### REQUIRED ACTION
Write the next part of the personal essay on childhood princess fantasies and illness below, starting right after its last sentence.

### TEXT SHOWN
Quitting The Dead Princess Club
Years ago, I read Gilda Radnor’s book, It’s Always Something. Like many of us with advanced Cancer, she had tried to figure out what it was that had made her so sick. When she was on SNL, she had suffered eating disorders, chewed sugarless gum constantly, and drank endless cans of Tab. I did all of that. I also battled it out with cigarettes for years.
In my own search for what caused the bloom of my disease, I remembered a behavior when I was a kid that I practiced pretty regularly. At night, I imagined myself in a hospital, unconscious, long hair draped across my pillow, luscious and tragic, barely clinging to life. Whichever boy I happened to have my young eye on at the time would be there in my imagination, wringing his hands at the injustice of poor me, struck down in my prime. Of course, he kissed me awake. My eyelids would flutter and open, or if I really wanted to torture him, they wouldn’t, and he would weep in despair.
Don’t think I enjoy admitting to these pathetic fantasies of pretending to be ill to impress the boys, but I stumbled on something I think may be important for me, and so maybe for you.
In the sixties and the seventies when I grew up, the Princesses of my childhood were all fainters. Sleeping Beauty and Snow White were delicate creatures that pricked their fingers and fell into unconsciousness and death until they were kissed awake by their princes’. The girl had nothing to add to the rescue mission except to lie there and look beautiful.
I don’t watch soap operas, but I have caught enough of them to see main players in hospital beds. Soap Operas and Princess Tales. What is the story here? I can’t help but see a connection in the fantasizing about a dread disease in order to attract romantic attention, especially if it comes from the safety of my own young imagination that was influenced by Walt Disney and All My Children.

### DATA EXTRACT
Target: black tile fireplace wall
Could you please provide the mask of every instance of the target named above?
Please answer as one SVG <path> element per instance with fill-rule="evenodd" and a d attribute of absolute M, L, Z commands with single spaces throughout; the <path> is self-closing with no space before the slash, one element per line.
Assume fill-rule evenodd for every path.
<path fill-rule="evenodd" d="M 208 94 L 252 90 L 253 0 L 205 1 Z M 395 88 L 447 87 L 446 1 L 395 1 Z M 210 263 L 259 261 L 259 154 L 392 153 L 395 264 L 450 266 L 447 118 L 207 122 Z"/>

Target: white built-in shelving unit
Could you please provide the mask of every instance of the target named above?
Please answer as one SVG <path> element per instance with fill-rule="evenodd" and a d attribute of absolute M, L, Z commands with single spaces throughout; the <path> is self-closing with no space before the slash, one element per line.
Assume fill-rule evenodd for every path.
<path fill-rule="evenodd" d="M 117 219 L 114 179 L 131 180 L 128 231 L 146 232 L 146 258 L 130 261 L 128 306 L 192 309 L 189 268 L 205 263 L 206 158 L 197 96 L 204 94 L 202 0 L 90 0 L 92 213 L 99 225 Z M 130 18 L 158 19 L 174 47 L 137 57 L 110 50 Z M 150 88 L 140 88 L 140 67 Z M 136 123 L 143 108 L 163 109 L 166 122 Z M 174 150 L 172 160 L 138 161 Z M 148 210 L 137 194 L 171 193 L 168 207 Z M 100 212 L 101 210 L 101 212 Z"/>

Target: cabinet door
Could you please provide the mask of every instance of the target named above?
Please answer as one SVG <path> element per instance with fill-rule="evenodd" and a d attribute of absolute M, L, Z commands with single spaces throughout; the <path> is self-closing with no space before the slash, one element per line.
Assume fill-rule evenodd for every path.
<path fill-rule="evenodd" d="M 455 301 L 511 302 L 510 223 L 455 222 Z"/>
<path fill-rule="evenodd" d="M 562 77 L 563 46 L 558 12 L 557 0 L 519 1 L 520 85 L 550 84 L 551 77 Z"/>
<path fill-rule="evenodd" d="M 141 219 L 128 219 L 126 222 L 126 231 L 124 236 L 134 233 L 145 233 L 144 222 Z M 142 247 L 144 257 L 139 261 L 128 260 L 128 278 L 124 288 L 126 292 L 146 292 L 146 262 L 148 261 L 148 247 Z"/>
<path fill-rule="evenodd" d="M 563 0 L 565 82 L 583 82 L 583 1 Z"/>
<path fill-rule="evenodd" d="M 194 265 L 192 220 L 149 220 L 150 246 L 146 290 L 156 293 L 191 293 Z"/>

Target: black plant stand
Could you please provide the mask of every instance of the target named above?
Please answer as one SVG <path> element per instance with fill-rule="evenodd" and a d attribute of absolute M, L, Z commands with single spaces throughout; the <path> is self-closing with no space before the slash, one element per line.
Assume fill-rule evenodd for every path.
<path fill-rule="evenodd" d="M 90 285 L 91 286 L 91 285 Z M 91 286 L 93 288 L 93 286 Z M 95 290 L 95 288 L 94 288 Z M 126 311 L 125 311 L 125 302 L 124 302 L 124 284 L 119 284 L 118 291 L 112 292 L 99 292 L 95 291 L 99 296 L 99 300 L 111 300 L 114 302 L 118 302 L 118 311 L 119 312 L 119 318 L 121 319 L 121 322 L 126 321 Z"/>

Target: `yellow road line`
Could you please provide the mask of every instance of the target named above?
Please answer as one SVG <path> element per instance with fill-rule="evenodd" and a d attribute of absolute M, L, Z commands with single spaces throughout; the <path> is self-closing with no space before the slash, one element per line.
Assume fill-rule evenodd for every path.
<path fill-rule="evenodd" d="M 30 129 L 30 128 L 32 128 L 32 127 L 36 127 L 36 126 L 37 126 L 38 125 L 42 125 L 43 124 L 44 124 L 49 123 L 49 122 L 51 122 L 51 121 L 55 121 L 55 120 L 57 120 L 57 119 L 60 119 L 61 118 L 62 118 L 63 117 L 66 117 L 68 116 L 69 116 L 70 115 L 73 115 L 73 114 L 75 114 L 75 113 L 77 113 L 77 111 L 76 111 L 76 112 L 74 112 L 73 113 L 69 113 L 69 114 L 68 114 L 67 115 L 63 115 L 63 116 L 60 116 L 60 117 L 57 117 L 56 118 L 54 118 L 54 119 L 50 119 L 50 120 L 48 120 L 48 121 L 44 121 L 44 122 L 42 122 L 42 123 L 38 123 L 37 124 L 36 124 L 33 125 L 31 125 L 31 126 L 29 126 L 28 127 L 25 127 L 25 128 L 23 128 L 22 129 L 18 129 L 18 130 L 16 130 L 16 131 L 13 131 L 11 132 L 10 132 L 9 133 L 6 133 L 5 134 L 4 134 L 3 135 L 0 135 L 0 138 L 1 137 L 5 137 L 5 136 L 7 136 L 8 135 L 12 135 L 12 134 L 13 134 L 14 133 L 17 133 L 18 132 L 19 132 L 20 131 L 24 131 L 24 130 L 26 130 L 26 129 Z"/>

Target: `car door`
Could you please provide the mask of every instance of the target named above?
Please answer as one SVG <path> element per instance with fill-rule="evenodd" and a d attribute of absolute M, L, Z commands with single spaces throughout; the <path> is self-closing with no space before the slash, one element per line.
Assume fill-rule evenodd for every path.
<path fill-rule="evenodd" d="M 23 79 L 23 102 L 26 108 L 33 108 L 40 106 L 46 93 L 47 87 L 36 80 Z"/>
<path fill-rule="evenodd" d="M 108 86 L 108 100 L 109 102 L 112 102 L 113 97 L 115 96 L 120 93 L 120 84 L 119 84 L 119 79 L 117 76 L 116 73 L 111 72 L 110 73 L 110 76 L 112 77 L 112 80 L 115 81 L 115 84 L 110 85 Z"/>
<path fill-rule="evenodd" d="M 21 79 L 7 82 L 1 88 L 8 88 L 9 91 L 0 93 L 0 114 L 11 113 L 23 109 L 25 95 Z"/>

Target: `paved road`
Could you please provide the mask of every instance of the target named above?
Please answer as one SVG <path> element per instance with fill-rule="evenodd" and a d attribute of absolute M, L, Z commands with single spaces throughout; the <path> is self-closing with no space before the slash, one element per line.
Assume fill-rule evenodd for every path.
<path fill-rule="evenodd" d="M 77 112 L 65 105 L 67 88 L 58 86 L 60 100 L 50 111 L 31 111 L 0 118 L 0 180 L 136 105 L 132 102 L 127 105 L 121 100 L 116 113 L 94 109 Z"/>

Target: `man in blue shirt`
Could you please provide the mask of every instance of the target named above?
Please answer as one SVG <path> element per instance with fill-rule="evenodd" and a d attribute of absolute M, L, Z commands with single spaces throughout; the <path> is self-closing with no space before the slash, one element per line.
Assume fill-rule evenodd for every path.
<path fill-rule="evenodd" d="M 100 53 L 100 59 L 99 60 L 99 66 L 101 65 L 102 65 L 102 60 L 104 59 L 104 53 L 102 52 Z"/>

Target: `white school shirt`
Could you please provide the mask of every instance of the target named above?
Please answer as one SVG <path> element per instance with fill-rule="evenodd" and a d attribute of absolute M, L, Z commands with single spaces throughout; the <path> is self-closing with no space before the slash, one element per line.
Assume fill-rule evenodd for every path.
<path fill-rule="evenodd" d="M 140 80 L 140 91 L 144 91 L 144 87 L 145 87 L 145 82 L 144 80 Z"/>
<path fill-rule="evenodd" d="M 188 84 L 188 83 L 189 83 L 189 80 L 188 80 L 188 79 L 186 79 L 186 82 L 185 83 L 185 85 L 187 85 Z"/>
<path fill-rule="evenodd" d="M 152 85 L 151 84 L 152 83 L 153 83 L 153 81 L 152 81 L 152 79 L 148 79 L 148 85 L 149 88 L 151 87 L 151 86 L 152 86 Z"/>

### YOUR RESPONSE
My big question that I have to ask, is how deeply did I buy into it? Did my innocent playacting this of scenario over and over when I was a kid have anything to do with current health condition? Could it have possibly come true? People who have seen horrible things have hysterical blindness. People who have suffered war and murder and violence experience PTSD. We all know about the power of positive thinking. Did I do something awful to myself without meaning to?
Experts in Mind Body Connection, such as Louise Hay, devoted her life to exploring these kinds of themes. She believed a person’s illness and conditions all had emotional origins, and they were amplified by our sentiments and our beliefs. If the connection for me is true, then I can’t lay around like a princess waiting for my disease to consume me. And maybe I start by not calling it “my” disease. Maybe I call if Fred, or F*cker, or Stupid Cancer, or something, but it’s not “mine” anymore.
At this point, we don’t have all of the science to make definitive connections between illness and what goes on in our heads and hearts. But it feels true, it feels possible. That requires action, because I am not a princess. I have to rescue myself.
I hereby quit The Dead Princess Club.